## Extrait fourni:
+++++
A la suite de sa réponse initiale à la décision finale de
l'examinateur, le demandeur a présenté plusieurs mémoires dans
lesquels il discute de nombreuses décisions des tribunaux canadiens,
de même qu'étrangers, ayant trait à la brevetabilité des méthodes de
traitement médicales et non médicales. Parmi plusieurs arrêts
canadiens que le demandeur estime favorables à l'admissibilité de la
méthode revendiquée, citons Tennessee Eastman c. Commissaire des
brevets, (1974) R.C.S. 111 (ci-après, Tennessee Eastman), Burton
Pansons Chemical Co. c. Hewlett-Packard (Canada) Ltd., (1976) 1 R.C.S.
555 et 7 C.P.R. (2d) (1973) 198 (ci-après, Burton Pansons), Imperial
Chemical Industries Limited v. The Commissioner of Patents, 1 Ex.
C.R. (1967) 57 et 51 C.P.R. (1967) 102 (ci-après, ICI 1967) et
Imperial Chemical Industries Limited c. Commissaire des brevets,
(1986) 3 C.F. 40 (ci-après, ICI).
Jointes aux mémoires déposés, il y avait la déclaration sous serment
de Warren E. Epinette, médecin à la Stanford Medical School et depuis
longtemps expert-conseil à temps partiel en dermatologie auprès de
Elizabeth Arden Inc., et la déclaration sous serment de Marguerite
Russell-Pavier, une directrice de la formation en traitements faciaux
au service de Red Door Salons of Elizabeth Arden, Inc.
Dans son argumentation écrite, le demandeur fait ressortir ce qui suit
des arrêts canadiens susmentionnés :
Concernant Tennessee Eastman :
[...] L'arrêt de la Cour suprême du Canada, sur
lequel l'examinateur se fonde largement,
n'apparaît pas comme particulièrement défavorable
à la position du demandeur car, dans l'arrêt
Tennessee Eastman, la Cour ne se penchait que sur
la brevetabilité de méthodes de traitement
médicales ou chirurgicales, au sens restreint de
ces termes; il n'y a rien dans cet arrêt qui
pourrait indiquer que la Cour comptait que sa
décision s'applique à toutes les méthodes ou à
tous les procédés qui, de quelque façon que ce
soit, concernent ou pourraient concerner le corps
humain ou animal. La présente invention vise un
objet brevetable.
+++++
## Tâche à réaliser:
Mettez à jour tout le passage de l'extrait fourni allant de « A la suite de » jusqu'à « Patents, 1 Ex. », en remplaçant « demandeur » par « requérant ».
+++++
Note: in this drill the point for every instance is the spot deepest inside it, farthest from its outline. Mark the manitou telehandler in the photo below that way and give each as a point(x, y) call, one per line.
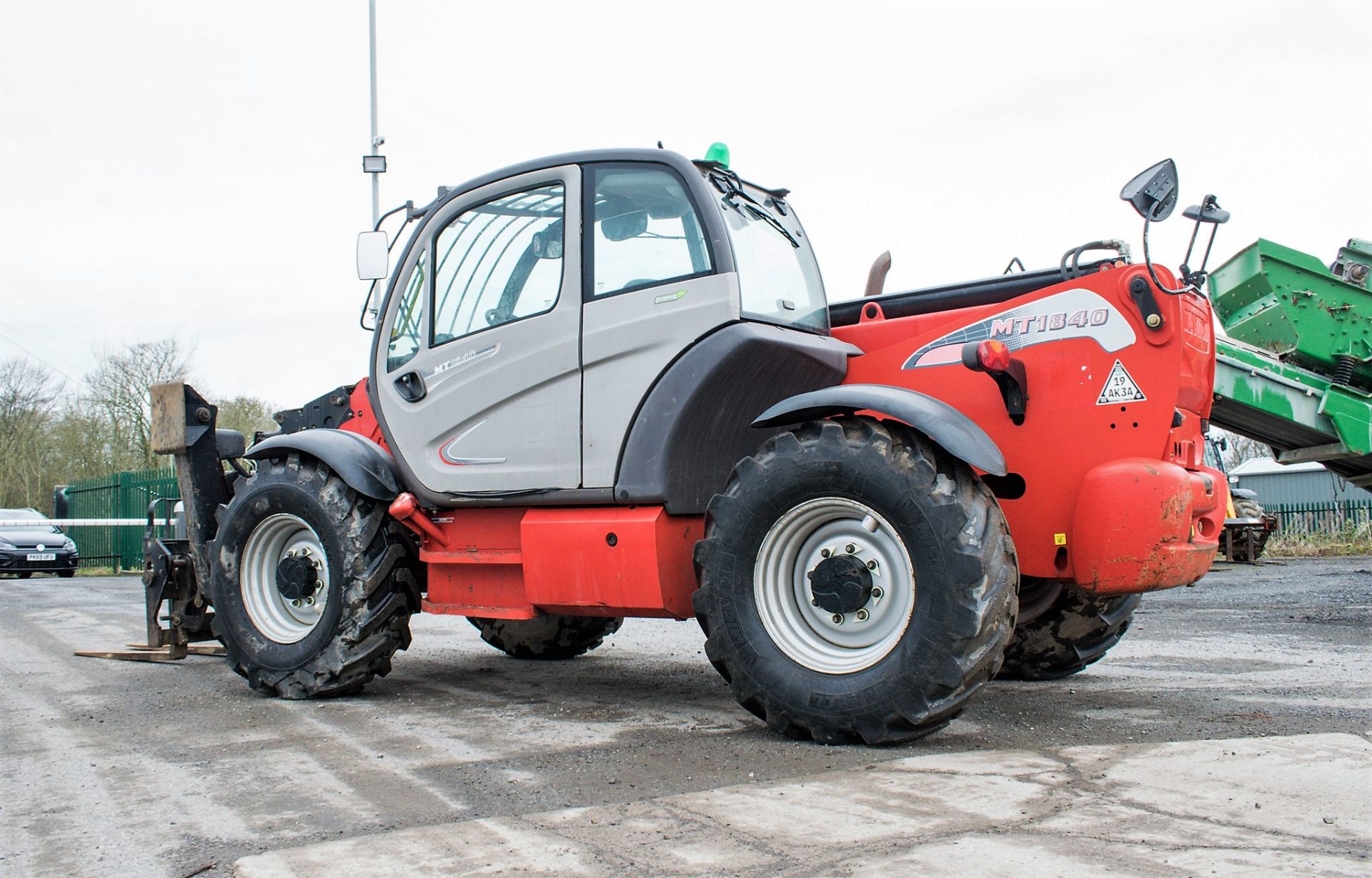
point(608, 384)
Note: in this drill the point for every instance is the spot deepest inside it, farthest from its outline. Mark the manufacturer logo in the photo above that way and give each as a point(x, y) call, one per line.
point(1069, 314)
point(1120, 387)
point(449, 368)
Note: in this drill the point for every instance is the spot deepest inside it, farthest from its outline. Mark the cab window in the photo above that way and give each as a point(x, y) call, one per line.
point(647, 231)
point(405, 329)
point(498, 262)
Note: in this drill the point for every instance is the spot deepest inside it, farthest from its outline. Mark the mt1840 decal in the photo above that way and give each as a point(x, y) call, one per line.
point(1069, 314)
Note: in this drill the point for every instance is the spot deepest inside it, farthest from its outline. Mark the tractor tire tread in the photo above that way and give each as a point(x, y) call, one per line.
point(965, 517)
point(377, 587)
point(1075, 632)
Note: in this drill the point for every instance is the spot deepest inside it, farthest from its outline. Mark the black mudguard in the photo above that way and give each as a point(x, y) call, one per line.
point(948, 427)
point(364, 465)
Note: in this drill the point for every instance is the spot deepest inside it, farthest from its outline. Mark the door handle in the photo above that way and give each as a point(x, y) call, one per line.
point(411, 387)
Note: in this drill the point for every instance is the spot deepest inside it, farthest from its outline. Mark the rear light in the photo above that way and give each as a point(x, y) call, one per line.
point(994, 356)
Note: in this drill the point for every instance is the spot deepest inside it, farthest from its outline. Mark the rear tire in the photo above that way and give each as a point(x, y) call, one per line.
point(549, 637)
point(1063, 630)
point(1245, 508)
point(338, 637)
point(935, 541)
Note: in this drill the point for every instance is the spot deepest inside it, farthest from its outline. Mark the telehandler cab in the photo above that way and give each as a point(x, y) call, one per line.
point(610, 384)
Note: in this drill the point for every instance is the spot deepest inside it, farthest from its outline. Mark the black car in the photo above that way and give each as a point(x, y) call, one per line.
point(37, 548)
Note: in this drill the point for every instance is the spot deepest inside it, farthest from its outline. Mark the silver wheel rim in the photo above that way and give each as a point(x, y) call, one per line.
point(808, 634)
point(274, 539)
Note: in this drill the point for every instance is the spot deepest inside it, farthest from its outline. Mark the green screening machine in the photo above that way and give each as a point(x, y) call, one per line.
point(1297, 368)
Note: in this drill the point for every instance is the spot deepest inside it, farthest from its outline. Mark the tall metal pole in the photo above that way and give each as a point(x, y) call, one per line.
point(377, 140)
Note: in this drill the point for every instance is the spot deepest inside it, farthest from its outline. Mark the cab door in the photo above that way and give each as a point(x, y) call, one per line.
point(478, 374)
point(652, 289)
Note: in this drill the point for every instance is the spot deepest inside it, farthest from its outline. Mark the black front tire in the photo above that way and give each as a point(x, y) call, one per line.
point(1245, 508)
point(372, 584)
point(1063, 630)
point(548, 637)
point(963, 587)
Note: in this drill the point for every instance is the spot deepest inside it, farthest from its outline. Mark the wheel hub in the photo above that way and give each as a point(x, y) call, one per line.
point(297, 577)
point(840, 584)
point(835, 585)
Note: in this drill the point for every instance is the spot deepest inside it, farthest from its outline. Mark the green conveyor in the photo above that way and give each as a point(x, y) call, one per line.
point(1297, 368)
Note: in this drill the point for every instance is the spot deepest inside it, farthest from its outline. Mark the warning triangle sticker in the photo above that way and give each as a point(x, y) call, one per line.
point(1120, 387)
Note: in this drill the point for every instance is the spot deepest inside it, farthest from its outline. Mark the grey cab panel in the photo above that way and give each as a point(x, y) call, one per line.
point(478, 369)
point(692, 429)
point(651, 292)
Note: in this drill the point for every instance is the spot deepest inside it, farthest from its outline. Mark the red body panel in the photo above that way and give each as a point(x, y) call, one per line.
point(514, 563)
point(364, 420)
point(1115, 497)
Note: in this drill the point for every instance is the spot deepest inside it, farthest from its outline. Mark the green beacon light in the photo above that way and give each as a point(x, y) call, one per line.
point(718, 153)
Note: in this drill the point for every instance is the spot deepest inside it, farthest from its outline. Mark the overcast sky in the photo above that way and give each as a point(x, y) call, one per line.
point(192, 169)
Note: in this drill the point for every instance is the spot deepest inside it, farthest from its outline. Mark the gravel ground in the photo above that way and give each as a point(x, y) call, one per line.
point(116, 769)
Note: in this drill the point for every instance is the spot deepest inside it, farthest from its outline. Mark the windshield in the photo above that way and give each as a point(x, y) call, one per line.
point(778, 276)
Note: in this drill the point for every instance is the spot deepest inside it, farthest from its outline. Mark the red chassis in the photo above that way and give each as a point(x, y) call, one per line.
point(1106, 486)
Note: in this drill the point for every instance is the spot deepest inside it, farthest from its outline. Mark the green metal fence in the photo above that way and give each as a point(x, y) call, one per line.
point(121, 496)
point(1333, 517)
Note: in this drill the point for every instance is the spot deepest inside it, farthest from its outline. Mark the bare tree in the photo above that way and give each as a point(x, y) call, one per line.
point(119, 394)
point(28, 396)
point(246, 414)
point(1239, 449)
+++++
## Corrigé:
A la suite de sa réponse initiale à la décision finale de
l'examinateur, le requérant a présenté plusieurs mémoires dans
lesquels il discute de nombreuses décisions des tribunaux canadiens,
de même qu'étrangers, ayant trait à la brevetabilité des méthodes de
traitement médicales et non médicales. Parmi plusieurs arrêts
canadiens que le requérant estime favorables à l'admissibilité de la
méthode revendiquée, citons Tennessee Eastman c. Commissaire des
brevets, (1974) R.C.S. 111 (ci-après, Tennessee Eastman), Burton
Pansons Chemical Co. c. Hewlett-Packard (Canada) Ltd., (1976) 1 R.C.S.
555 et 7 C.P.R. (2d) (1973) 198 (ci-après, Burton Pansons), Imperial
Chemical Industries Limited v. The Commissioner of Patents, 1 Ex.